## Instructions
• a. From the UNM technology transfer excerpt, quote the portion that opens with the words "One new project" and closes with "and Bernalillo County.".
• b. Write the next part of the UNM technology transfer excerpt, starting right after its final sentence.

The program, begun in 1995 when it had $62,884 in revenue, protects and commercializes technologies developed at UNM by filing patents and copyrights and transferring them to the marketplace. Kuuttila and her crew connect inventors and their ideas with investors in the larger community.

Kuuttila, married with two daughters, started her career in electrical engineering in Silicon Valley, but soon acquired a master’s in public administration, because she missed interacting with the people. She’s developed technology transfers at other universities including Purdue Research Foundation, University of Georgia and Iowa State University.

Her ideas and success have recently earned her additional responsibilities as economic development officer for UNM.

One new project she is helping develop, Innovate ABQ, which would establish research districts intended to bring researchers, professionals and entrepreneurs together, is based on a business environmental ecology described in “The Rainforest: The Secret to Building the Next Silicon Valley,” by Victor W. Hwang and Greg Horowitt.

The philosophy describes an overlapping of ideas and people to nurture innovation, she says.

The project is a collaborative effort among public and private partners, including UNM, Sandia National Laboratories, the city of Albuquerque and Bernalillo County.

## Material supplied
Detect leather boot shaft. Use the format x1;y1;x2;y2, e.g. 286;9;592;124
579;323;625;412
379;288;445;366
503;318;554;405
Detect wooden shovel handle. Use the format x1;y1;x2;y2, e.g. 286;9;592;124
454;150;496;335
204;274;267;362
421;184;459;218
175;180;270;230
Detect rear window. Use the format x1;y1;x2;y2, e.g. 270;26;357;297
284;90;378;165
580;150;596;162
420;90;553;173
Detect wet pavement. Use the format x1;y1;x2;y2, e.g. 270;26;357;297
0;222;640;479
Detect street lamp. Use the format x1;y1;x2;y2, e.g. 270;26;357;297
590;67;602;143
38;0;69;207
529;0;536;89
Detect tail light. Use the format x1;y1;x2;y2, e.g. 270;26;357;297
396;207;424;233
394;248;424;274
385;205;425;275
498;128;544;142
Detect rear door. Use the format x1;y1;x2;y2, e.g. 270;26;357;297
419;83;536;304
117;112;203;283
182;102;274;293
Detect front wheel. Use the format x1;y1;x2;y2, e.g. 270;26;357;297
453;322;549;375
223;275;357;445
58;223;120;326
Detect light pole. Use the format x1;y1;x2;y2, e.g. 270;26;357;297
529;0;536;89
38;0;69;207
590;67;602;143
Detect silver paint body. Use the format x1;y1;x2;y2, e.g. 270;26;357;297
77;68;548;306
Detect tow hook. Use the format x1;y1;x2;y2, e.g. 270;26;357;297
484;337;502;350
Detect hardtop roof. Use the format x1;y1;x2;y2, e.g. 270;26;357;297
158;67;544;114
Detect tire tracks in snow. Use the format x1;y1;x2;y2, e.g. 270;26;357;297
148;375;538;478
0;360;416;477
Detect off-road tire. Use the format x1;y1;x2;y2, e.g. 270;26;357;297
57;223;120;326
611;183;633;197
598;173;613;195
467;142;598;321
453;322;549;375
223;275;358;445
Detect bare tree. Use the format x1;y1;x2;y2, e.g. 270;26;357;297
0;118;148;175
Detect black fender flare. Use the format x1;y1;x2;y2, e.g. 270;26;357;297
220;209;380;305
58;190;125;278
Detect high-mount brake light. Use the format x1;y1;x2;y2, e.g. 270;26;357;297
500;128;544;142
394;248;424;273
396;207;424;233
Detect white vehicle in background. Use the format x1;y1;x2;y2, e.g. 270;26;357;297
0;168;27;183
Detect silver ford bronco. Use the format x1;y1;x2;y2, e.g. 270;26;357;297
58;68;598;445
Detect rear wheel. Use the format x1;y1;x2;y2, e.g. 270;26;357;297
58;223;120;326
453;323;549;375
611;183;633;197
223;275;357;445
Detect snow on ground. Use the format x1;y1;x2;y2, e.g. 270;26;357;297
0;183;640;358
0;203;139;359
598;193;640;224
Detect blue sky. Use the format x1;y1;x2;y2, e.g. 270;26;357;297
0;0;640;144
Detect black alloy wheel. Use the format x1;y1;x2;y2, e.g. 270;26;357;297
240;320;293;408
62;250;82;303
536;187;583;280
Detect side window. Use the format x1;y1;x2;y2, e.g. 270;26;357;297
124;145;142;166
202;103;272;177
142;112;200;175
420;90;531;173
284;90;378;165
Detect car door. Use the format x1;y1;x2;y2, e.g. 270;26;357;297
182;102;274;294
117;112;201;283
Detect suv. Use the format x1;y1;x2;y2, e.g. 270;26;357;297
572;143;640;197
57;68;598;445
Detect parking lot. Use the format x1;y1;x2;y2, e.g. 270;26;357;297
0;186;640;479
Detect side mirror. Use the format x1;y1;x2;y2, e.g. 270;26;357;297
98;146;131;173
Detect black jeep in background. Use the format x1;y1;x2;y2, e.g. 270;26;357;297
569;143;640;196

## Task responses
• a.
One new project she is helping develop, Innovate ABQ, which would establish research districts intended to bring researchers, professionals and entrepreneurs together, is based on a business environmental ecology described in “The Rainforest: The Secret to Building the Next Silicon Valley,” by Victor W. Hwang and Greg Horowitt.

The philosophy describes an overlapping of ideas and people to nurture innovation, she says.

The project is a collaborative effort among public and private partners, including UNM, Sandia National Laboratories, the city of Albuquerque and Bernalillo County.

• b.
Hwang, CEO and managing director of T2 Venture Capital, a Silicon Valley-based venture capital firm created to address the gap between private innovators and public resources, says he is impressed with Kuuttila because she can disconnect pieces of the business environment around her and reassemble them for better results: “She helps make one plus one greater than two. Lisa is the kind of leader who takes ideas and makes them real. That is the hardest thing in the world to do, and she is one of the best. She is willing to roll up her sleeves, engage in real work, and cause things to happen. Lisa’s work has a profound economic impact. By facilitating the growth of new startups and technologies, she helps nurture products and solutions that raise standards of living everywhere.”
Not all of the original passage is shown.